Extracted data entries
○ ○ ○
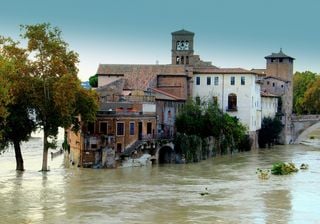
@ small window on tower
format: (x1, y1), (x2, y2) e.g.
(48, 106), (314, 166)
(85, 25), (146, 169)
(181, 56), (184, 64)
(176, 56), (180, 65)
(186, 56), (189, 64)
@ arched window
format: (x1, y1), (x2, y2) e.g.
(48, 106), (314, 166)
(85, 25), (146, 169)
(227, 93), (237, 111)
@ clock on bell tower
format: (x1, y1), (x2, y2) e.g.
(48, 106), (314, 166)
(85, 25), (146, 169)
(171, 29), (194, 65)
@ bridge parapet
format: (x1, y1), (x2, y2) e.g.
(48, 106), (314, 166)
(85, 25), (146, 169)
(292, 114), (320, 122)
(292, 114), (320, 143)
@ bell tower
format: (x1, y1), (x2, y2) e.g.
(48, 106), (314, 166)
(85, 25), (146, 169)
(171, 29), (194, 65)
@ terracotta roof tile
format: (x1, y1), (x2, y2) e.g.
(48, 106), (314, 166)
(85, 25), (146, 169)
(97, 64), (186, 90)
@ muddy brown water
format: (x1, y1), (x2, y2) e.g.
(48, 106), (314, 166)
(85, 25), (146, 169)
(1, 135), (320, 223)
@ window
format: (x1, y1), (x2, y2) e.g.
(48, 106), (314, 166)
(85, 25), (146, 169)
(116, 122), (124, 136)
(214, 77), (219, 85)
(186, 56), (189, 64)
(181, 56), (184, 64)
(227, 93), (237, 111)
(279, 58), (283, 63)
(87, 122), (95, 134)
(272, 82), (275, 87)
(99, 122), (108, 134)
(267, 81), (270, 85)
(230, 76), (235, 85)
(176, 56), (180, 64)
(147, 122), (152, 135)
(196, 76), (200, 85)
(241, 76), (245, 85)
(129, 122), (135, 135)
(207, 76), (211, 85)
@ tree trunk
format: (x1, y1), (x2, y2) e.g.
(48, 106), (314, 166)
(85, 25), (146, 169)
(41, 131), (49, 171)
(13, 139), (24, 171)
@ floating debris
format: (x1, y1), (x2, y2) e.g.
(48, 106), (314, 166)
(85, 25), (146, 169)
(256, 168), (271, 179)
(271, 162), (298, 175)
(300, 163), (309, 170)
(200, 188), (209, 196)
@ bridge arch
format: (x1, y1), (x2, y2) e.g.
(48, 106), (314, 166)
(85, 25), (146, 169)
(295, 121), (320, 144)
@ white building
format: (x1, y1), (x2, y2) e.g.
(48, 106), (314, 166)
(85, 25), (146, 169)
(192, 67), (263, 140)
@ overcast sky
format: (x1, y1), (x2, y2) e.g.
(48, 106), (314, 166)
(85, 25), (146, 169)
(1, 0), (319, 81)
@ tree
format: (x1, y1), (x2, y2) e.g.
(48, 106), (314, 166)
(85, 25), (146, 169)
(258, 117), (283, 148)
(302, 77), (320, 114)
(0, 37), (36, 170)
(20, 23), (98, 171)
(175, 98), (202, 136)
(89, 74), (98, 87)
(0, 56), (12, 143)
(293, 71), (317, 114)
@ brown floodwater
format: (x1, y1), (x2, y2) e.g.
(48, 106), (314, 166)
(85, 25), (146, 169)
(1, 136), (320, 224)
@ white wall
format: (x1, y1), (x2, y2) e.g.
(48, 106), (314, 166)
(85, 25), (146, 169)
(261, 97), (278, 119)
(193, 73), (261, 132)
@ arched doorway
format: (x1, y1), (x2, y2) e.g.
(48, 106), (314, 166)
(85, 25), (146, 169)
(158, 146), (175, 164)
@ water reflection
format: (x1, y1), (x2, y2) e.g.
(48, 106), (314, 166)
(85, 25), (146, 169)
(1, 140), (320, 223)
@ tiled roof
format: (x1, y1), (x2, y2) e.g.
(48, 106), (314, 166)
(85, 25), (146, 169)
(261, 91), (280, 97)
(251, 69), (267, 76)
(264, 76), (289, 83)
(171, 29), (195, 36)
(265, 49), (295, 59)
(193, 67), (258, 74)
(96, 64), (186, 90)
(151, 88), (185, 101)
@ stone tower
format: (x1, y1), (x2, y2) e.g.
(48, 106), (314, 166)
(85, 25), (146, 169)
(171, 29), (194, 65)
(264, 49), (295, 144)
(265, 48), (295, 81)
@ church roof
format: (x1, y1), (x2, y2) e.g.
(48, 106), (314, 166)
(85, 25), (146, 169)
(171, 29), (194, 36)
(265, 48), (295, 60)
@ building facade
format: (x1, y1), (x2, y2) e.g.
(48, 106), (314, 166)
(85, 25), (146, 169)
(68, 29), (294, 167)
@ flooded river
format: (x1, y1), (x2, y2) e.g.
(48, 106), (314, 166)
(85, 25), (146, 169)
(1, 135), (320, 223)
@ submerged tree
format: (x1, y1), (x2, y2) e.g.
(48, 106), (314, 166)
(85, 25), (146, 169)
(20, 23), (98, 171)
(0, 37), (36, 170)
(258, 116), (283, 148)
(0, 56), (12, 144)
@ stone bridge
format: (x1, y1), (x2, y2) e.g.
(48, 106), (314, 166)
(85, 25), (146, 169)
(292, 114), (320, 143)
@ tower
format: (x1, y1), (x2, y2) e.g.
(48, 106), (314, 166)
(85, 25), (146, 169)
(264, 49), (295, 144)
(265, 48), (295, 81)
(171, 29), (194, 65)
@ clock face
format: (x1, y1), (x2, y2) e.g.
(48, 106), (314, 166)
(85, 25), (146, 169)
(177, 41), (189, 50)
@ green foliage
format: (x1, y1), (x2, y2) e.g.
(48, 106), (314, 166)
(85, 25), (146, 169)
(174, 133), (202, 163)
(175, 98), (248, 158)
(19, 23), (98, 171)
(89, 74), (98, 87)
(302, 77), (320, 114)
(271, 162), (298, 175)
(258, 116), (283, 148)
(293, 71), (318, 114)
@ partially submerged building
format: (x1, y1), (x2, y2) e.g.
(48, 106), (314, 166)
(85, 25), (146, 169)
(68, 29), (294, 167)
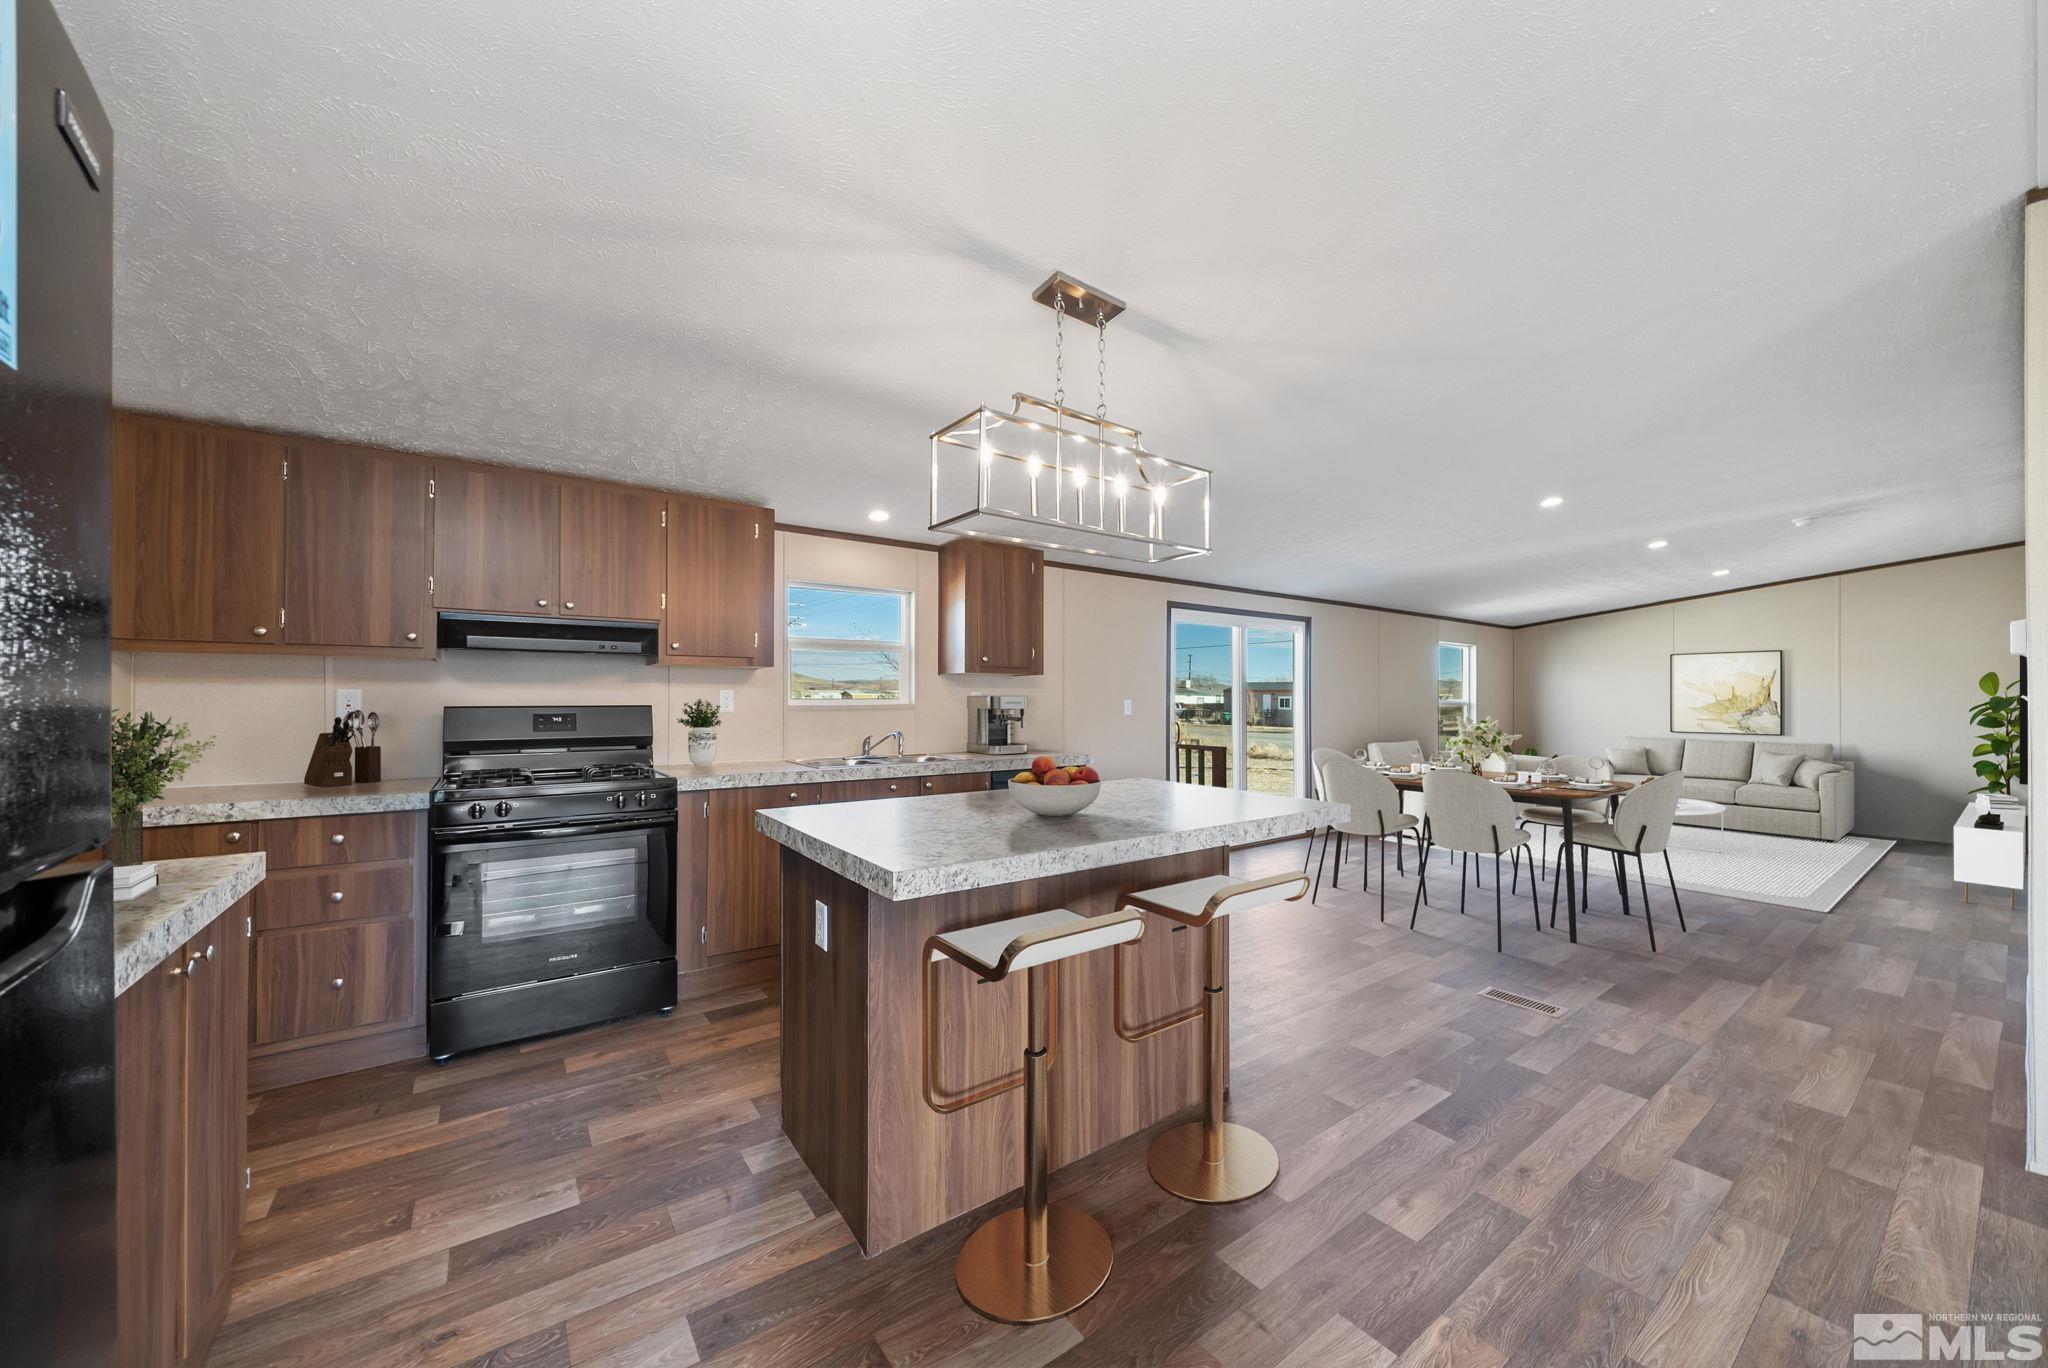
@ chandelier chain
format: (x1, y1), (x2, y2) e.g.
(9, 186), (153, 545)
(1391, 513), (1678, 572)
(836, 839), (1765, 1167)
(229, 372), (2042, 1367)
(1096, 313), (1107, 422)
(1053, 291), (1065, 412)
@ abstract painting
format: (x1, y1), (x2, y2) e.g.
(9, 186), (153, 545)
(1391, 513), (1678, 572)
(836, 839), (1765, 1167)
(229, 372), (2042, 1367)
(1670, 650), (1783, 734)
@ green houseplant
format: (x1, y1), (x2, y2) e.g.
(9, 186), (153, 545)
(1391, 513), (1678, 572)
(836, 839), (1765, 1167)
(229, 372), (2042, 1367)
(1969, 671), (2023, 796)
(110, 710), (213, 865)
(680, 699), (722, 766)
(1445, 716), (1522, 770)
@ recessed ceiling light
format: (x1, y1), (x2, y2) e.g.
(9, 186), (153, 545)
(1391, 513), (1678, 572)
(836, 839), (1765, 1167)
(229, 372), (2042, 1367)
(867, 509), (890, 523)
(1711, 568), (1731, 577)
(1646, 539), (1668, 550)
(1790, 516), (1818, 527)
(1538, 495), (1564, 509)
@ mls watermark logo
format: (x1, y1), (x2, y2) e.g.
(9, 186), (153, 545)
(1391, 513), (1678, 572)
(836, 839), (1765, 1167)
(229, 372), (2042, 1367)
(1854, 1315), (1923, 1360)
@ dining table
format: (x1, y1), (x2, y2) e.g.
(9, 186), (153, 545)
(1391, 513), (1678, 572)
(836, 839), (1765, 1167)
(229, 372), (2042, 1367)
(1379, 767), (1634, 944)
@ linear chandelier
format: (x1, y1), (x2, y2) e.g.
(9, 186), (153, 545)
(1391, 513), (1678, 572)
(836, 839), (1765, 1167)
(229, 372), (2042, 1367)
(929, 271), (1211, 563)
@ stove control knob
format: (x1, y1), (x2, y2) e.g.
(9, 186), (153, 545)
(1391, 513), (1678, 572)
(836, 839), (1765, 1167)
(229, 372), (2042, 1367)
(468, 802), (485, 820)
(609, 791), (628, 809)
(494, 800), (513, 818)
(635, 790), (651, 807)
○ ○ ○
Where does the string "bridge" appear in the records? Copy every line that holds it.

#### [Solved problem]
@ bridge parapet
@ bridge arch
@ stone bridge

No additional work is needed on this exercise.